-- WHAT IS REQUIRED --
Exact copies of all the entries are required, and no pictures should appear in them.

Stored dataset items
•••••

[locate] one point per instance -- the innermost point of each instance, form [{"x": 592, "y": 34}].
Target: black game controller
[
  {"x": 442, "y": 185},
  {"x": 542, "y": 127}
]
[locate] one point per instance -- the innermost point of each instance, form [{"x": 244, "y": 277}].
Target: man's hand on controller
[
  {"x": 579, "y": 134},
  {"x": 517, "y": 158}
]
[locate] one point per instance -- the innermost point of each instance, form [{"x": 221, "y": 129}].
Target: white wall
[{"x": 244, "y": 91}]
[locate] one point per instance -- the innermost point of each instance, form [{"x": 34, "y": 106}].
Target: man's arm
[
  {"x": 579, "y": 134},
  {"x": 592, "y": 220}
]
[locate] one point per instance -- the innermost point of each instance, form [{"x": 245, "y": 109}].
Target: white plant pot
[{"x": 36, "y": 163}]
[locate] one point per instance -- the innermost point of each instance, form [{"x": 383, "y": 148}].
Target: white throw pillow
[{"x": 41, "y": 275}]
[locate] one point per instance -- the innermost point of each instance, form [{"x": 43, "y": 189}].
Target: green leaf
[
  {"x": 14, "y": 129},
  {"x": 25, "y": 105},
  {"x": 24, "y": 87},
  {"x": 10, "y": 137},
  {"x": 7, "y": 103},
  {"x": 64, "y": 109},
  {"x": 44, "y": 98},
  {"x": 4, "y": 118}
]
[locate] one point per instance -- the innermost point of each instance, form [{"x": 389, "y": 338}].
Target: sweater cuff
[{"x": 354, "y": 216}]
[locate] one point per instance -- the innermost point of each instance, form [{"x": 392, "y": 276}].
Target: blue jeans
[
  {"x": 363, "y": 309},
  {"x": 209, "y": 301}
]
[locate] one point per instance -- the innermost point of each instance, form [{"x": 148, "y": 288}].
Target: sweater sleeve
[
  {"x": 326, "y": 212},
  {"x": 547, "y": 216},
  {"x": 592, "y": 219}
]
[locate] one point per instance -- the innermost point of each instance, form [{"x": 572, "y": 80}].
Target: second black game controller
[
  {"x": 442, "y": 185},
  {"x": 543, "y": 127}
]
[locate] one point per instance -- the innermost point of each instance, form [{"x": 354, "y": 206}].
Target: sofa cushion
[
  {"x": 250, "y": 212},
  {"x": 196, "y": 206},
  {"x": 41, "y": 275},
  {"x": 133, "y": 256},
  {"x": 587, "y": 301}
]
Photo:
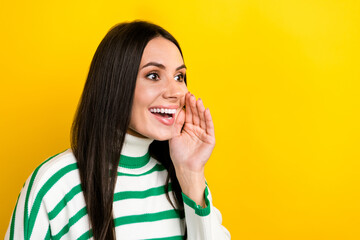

•••••

-- COMPLETED EXERCISE --
[locate] one point per instance -- the innermost point of each instance, form [{"x": 592, "y": 34}].
Target: black game controller
[
  {"x": 442, "y": 185},
  {"x": 542, "y": 127}
]
[locate] one point per instance -- the innermost point of each instance, form [{"x": 244, "y": 277}].
Target: man's hand on controller
[
  {"x": 579, "y": 134},
  {"x": 517, "y": 158}
]
[locate] one point per instance -- the innermost point of each instance, form [{"x": 221, "y": 129}].
Target: white wall
[{"x": 244, "y": 91}]
[locate] one point per instance -- the innermost point of each instance, form [{"x": 34, "y": 106}].
Target: man's arm
[
  {"x": 579, "y": 134},
  {"x": 592, "y": 220}
]
[locate] one point per instance -- the innermost point of each instance, form [{"x": 245, "y": 109}].
Target: white plant pot
[{"x": 36, "y": 163}]
[locate] one point per instance -- the innermost point of each instance, form [{"x": 383, "y": 148}].
Target: white throw pillow
[{"x": 41, "y": 275}]
[locate] one point per instance -- the innermost point of each instance, form [{"x": 43, "y": 189}].
Target: green leaf
[
  {"x": 14, "y": 129},
  {"x": 25, "y": 105},
  {"x": 24, "y": 87},
  {"x": 10, "y": 137},
  {"x": 7, "y": 103},
  {"x": 64, "y": 109},
  {"x": 44, "y": 98},
  {"x": 4, "y": 118}
]
[locate] one point per instance -- the innermost point of each instance, form [{"x": 389, "y": 338}].
Target: sweater cuff
[{"x": 354, "y": 216}]
[locate] one point per instance -- the innermost point of each instance, form [{"x": 392, "y": 276}].
Target: blue jeans
[
  {"x": 363, "y": 309},
  {"x": 209, "y": 301}
]
[locate] one point per instance -- the innermost point of each instance, form [{"x": 148, "y": 288}].
Target: sweater sleeve
[
  {"x": 326, "y": 212},
  {"x": 547, "y": 216},
  {"x": 592, "y": 219}
]
[locate] one point per instance -- the innermost point of each instance, form [{"x": 572, "y": 80}].
Target: second black game controller
[
  {"x": 442, "y": 185},
  {"x": 543, "y": 127}
]
[locate] one point per instance -- the innermost point of each instance, form [{"x": 354, "y": 206}].
Target: sofa cushion
[
  {"x": 250, "y": 212},
  {"x": 196, "y": 206},
  {"x": 41, "y": 275},
  {"x": 133, "y": 256},
  {"x": 587, "y": 301}
]
Photo:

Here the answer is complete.